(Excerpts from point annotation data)
>>>>
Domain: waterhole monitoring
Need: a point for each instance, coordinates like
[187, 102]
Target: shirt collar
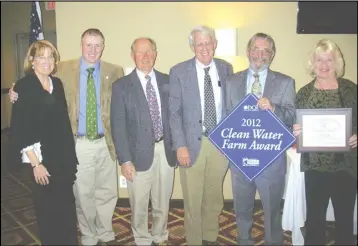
[84, 66]
[202, 66]
[261, 73]
[141, 75]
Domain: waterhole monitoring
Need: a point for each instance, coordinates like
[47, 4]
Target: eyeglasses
[265, 52]
[45, 58]
[202, 45]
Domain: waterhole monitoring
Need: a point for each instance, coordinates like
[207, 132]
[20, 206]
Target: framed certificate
[324, 130]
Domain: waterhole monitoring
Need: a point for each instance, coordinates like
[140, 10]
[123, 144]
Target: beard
[262, 67]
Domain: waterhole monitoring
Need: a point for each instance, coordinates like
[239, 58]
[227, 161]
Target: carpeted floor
[18, 220]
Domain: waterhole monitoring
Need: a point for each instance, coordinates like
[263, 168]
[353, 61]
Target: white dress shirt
[215, 80]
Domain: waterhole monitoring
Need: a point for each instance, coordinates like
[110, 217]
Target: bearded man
[276, 92]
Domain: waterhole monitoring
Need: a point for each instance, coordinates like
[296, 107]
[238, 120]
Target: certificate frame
[344, 128]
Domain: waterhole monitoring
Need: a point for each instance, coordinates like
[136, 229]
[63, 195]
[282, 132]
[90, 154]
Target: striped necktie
[154, 109]
[256, 88]
[91, 107]
[209, 102]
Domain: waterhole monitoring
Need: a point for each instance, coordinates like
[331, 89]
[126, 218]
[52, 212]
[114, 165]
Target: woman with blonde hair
[329, 174]
[41, 136]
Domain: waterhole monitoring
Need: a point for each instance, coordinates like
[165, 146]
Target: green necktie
[91, 107]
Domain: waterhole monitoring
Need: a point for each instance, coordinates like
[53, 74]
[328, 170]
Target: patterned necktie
[91, 107]
[209, 103]
[154, 109]
[256, 88]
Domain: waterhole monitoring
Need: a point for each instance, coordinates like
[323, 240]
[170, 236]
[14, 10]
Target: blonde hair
[38, 48]
[324, 46]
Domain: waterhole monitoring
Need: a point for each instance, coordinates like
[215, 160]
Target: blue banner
[251, 138]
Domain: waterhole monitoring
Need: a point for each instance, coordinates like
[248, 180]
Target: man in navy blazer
[276, 93]
[141, 135]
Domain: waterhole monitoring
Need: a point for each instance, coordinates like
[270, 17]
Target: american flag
[36, 31]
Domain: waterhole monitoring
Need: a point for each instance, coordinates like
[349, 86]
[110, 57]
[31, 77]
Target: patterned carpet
[18, 221]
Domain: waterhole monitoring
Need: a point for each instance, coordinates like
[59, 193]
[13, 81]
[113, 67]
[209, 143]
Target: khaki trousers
[95, 191]
[202, 186]
[156, 184]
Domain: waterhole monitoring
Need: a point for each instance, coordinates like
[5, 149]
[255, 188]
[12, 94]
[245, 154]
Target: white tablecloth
[294, 211]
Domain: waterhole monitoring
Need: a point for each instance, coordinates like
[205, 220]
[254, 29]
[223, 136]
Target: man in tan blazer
[95, 188]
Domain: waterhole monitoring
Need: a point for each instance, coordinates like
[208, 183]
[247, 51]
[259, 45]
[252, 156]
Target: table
[294, 211]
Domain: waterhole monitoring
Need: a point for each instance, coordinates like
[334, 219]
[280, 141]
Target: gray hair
[263, 36]
[153, 43]
[205, 30]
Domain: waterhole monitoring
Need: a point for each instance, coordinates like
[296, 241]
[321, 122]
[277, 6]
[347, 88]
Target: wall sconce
[227, 42]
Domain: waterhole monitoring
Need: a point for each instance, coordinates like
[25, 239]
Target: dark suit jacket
[280, 90]
[38, 116]
[131, 123]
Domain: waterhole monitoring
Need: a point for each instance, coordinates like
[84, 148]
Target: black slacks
[55, 210]
[341, 187]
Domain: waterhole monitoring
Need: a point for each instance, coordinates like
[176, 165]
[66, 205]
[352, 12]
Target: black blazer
[38, 116]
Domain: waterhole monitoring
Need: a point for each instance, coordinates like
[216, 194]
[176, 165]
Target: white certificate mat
[324, 130]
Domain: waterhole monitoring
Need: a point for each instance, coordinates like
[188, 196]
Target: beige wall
[170, 23]
[15, 18]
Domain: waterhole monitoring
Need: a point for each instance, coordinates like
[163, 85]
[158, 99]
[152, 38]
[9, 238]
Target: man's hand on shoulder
[13, 96]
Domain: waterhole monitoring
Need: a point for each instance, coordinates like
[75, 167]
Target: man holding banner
[276, 93]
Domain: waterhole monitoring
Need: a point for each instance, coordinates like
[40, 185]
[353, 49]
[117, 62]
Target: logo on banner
[251, 138]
<<<<
» **To be done**
Pull out each line of the material above that contains the word "white", and reproduce those lines in their original order.

» **Full output**
Target: white dress shirt
Target: white tablecloth
Target: white certificate mat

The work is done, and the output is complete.